• **Tasks to perform**:
**a.** Could you update the Shoenberg demolition piece from "Upon Destruction, Shoenberg" up to and including "Vandervoort's department store.", with "concrete frame" changed to "steel frame"?
**b.** Can you go on with the piece about the Shoenberg Nurses Residence demolition, starting right after its final sentence?

• **Passage**:
•••

Saturday, November 21, 2009

Upon Destruction, Shoenberg Reveals Its Inherent Adaptability

Demolition of the Shoenberg Nurses Residence building at 4949 Forest Park Boulevard has revealed that the building was easily adaptable for new uses.  The building's exterior appearance, that of an old heavy brick masonry structure that would be difficult to transform for other uses couldn't be farther from the truth.  Beyond the skin deep brick was a solid concrete frame, not unlike that of the also recently demolished San Luis on Lindell Boulevard or that of more recently completed structures such as the 9 North Condominiums, the 4545 Lindell Condominiums, or even the new Centene tower rising in Clayton on the former site of site of Vandervoort's department store.

•••

• **Saved data entries**:
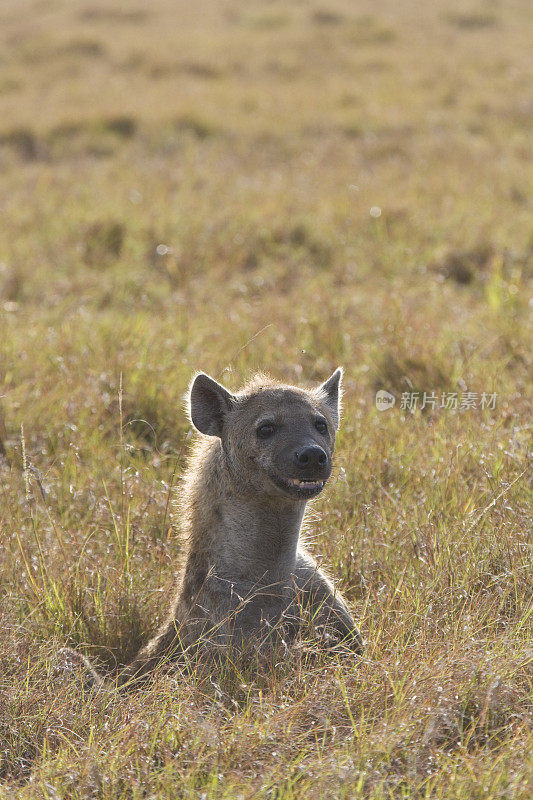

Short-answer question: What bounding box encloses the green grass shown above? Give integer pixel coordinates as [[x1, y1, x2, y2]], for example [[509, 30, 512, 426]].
[[0, 0, 533, 800]]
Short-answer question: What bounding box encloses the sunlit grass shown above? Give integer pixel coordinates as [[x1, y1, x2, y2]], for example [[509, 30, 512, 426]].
[[0, 0, 533, 800]]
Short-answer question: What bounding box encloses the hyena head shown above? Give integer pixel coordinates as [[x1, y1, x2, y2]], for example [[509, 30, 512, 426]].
[[190, 367, 342, 501]]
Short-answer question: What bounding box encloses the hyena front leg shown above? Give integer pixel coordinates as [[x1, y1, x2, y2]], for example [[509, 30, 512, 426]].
[[293, 551, 363, 653]]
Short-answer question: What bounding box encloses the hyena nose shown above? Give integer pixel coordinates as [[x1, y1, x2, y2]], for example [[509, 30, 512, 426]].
[[294, 444, 328, 469]]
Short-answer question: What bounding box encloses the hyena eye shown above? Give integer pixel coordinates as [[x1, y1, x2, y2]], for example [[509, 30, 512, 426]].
[[256, 422, 274, 439], [315, 419, 328, 433]]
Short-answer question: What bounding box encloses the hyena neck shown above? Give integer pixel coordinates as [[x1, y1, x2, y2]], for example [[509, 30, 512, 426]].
[[182, 440, 306, 585]]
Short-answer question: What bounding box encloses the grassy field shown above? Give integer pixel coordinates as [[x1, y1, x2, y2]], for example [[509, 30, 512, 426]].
[[0, 0, 533, 800]]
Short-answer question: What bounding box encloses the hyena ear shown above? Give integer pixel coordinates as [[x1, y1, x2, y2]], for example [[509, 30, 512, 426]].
[[189, 373, 237, 436], [318, 367, 343, 428]]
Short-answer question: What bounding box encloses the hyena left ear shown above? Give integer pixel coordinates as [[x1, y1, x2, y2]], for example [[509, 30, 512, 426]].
[[318, 367, 343, 428]]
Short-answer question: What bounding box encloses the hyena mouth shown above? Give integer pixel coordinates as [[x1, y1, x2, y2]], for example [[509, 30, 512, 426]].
[[272, 475, 326, 498]]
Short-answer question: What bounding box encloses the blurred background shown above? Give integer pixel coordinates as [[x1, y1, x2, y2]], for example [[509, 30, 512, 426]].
[[0, 0, 533, 800]]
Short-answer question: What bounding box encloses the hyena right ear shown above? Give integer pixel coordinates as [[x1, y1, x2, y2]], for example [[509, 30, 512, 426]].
[[189, 372, 237, 436]]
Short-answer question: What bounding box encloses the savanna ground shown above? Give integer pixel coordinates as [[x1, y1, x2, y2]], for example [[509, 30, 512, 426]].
[[0, 0, 533, 800]]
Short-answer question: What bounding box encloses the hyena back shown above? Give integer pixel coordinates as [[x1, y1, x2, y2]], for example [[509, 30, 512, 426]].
[[63, 368, 362, 684]]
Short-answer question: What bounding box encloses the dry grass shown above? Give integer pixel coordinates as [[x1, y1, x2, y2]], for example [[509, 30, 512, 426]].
[[0, 0, 533, 800]]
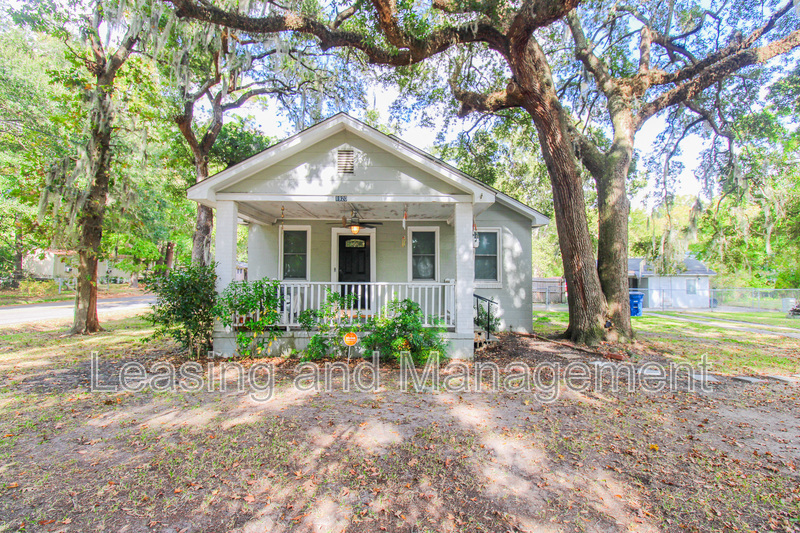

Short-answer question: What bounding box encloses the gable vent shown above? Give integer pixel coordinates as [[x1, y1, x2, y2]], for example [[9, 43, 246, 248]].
[[336, 150, 355, 174]]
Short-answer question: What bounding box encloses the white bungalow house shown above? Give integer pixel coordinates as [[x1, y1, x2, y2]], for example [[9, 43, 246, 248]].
[[188, 114, 549, 357]]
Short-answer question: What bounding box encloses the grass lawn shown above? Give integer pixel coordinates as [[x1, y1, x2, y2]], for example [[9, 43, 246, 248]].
[[661, 311, 800, 330], [0, 284, 143, 306], [0, 313, 800, 533], [533, 312, 800, 375]]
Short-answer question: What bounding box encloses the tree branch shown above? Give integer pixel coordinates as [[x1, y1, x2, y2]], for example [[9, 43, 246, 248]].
[[168, 0, 510, 66], [635, 30, 800, 130]]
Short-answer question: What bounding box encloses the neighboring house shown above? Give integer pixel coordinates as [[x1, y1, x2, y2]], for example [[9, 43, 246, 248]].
[[628, 257, 716, 309], [22, 249, 131, 280], [188, 114, 549, 357]]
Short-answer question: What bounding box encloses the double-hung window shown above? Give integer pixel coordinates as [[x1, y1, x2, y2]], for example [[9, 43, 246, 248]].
[[408, 228, 439, 281], [475, 230, 500, 282], [281, 227, 308, 280]]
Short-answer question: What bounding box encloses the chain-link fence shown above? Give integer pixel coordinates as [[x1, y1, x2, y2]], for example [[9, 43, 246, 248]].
[[532, 280, 800, 313]]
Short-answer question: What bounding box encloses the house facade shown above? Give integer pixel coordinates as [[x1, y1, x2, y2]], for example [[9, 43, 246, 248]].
[[188, 114, 549, 357], [628, 257, 716, 309], [22, 249, 131, 280]]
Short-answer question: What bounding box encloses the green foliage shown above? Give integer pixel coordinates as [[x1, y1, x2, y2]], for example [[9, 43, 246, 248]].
[[298, 289, 362, 360], [208, 116, 275, 169], [362, 299, 447, 365], [149, 265, 217, 357], [474, 302, 500, 333], [214, 279, 282, 357]]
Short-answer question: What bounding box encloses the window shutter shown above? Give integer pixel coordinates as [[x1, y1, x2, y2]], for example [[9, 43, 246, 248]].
[[336, 150, 355, 174]]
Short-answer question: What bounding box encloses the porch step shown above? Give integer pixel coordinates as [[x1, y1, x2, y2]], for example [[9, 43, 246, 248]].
[[474, 329, 499, 350]]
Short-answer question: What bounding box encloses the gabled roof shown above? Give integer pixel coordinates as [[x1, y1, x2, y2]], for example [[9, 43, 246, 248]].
[[187, 113, 550, 227], [628, 257, 717, 278]]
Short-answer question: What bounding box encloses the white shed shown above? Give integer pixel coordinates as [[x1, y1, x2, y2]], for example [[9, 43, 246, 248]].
[[628, 257, 716, 309]]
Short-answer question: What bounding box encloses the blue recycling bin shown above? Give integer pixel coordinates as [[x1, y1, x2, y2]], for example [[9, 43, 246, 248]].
[[630, 292, 644, 316]]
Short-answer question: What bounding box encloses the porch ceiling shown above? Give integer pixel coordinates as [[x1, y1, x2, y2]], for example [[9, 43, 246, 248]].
[[239, 201, 455, 224]]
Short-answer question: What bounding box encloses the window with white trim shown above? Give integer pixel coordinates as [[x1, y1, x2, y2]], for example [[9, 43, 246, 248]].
[[410, 229, 439, 281], [282, 229, 308, 279], [475, 230, 500, 281]]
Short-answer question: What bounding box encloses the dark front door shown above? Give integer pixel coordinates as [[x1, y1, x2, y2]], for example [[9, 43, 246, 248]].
[[339, 235, 371, 309]]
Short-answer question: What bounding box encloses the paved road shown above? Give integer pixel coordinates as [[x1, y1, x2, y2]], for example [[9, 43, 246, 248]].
[[0, 296, 155, 326], [648, 313, 800, 339]]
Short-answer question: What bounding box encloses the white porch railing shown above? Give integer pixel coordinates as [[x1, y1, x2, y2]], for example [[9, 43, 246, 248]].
[[278, 281, 455, 327]]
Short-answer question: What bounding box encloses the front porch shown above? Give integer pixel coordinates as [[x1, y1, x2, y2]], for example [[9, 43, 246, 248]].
[[188, 114, 548, 358], [278, 281, 455, 330], [209, 195, 474, 358]]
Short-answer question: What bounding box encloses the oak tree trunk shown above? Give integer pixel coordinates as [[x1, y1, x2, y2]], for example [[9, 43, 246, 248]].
[[192, 158, 214, 265], [11, 214, 25, 289], [595, 145, 633, 341], [509, 39, 606, 344], [70, 77, 116, 334]]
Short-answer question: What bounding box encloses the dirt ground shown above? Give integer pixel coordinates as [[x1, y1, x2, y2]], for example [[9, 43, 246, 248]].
[[0, 319, 800, 532]]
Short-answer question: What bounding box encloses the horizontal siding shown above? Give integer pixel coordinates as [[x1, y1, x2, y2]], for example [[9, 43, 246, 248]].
[[219, 132, 461, 195]]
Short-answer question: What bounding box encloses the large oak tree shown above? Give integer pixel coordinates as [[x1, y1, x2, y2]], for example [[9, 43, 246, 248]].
[[170, 0, 800, 342]]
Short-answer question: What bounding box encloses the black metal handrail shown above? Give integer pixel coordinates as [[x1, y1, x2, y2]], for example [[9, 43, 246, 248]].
[[472, 293, 497, 342]]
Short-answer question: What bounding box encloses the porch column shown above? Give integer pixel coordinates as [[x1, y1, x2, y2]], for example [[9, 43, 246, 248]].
[[214, 200, 239, 292], [451, 202, 475, 359]]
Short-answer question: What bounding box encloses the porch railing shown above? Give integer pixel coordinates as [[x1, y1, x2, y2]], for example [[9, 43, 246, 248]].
[[278, 281, 455, 327]]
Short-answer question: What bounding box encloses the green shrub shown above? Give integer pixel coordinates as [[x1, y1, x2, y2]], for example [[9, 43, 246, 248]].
[[362, 299, 447, 364], [298, 289, 362, 360], [148, 265, 217, 356], [214, 279, 281, 357], [19, 279, 58, 298], [474, 302, 500, 333]]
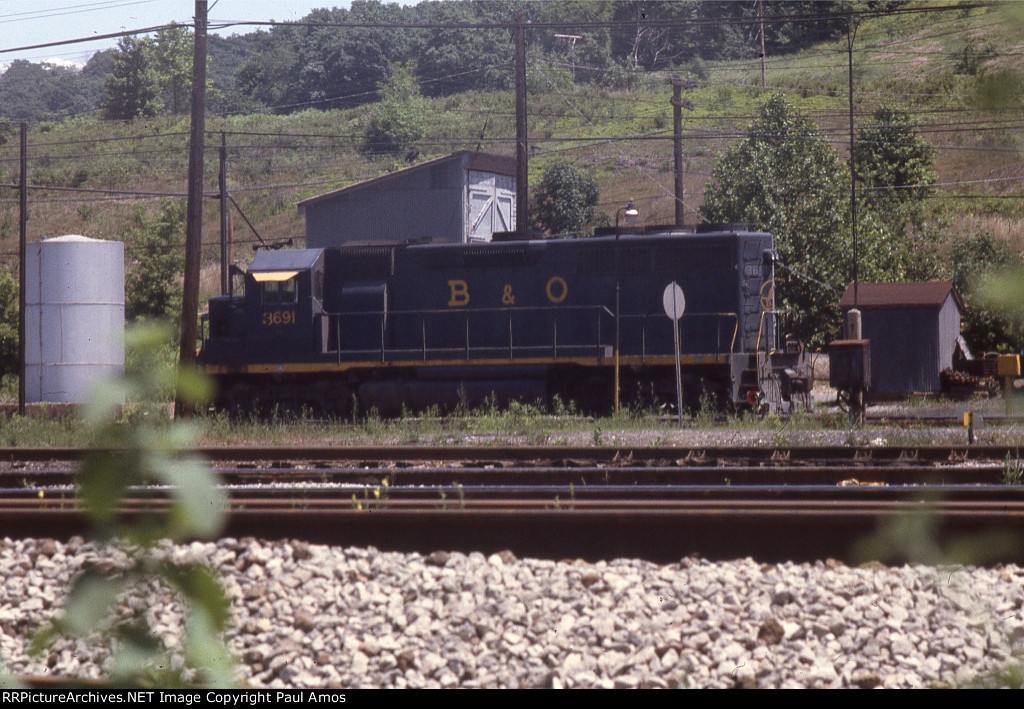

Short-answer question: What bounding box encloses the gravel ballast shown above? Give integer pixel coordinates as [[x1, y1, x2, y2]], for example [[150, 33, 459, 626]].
[[0, 539, 1024, 689]]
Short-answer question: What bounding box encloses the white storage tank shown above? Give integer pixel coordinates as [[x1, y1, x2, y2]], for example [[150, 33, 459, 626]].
[[25, 235, 125, 403]]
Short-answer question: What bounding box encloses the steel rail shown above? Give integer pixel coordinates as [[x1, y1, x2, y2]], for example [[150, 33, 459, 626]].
[[0, 444, 1024, 465]]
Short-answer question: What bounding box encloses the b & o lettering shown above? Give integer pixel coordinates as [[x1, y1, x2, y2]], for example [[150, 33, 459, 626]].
[[544, 276, 569, 303], [449, 279, 469, 307]]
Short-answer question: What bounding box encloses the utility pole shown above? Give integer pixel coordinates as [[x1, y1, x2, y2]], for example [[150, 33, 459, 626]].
[[846, 17, 858, 307], [555, 35, 583, 81], [515, 12, 529, 235], [218, 131, 231, 295], [17, 121, 29, 416], [174, 0, 207, 416], [758, 0, 768, 88], [672, 76, 696, 226]]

•••

• **Exercise answers**:
**a.**
Upon Destruction, Shoenberg Reveals Its Inherent Adaptability

Demolition of the Shoenberg Nurses Residence building at 4949 Forest Park Boulevard has revealed that the building was easily adaptable for new uses.  The building's exterior appearance, that of an old heavy brick masonry structure that would be difficult to transform for other uses couldn't be farther from the truth.  Beyond the skin deep brick was a solid steel frame, not unlike that of the also recently demolished San Luis on Lindell Boulevard or that of more recently completed structures such as the 9 North Condominiums, the 4545 Lindell Condominiums, or even the new Centene tower rising in Clayton on the former site of site of Vandervoort's department store.

**b.**
The technology of concrete frame construction surprisingly has changed very little over the years.  The concrete frame and slab structure allows for all interior partitions to be completely removed and re-configured for whatever use is desired.  This had already occurred at least once in the life of the Shoenberg building.  It had been constructed in 1934 as a dormitory structure to house nursing students from the Jewish Hospital School of Nursing nearby on Kingshighway.  Its original configuration was likely small rooms double loaded on each side of a central corridor.  More recently, the building housed medical clinics, which would have required some reconfiguration of the interior.  

The building could have again been re-configured for new use, but instead, seemingly because they had not use in mind, BJC is knocking down the building and planting some grass.  BJC could have simply mothballed the building until a new use was contemplated. Also with its flexible structural system, the building could have even been more than doubled  in size per floor with removal of the rear wall and an addition.  Eventually, something might be built there, as it is an excellent location with its easy access the adjacent parking structure, but for the foreseeable future the site will remain a pocket park less than 500 feet from one of the largest urban parks in North America.

A corner piece of the simple white glazed terra cotta cornice peeks out amid the rubble pile.

The Shoenberg building a few weeks ago as it was being prepared for destruction.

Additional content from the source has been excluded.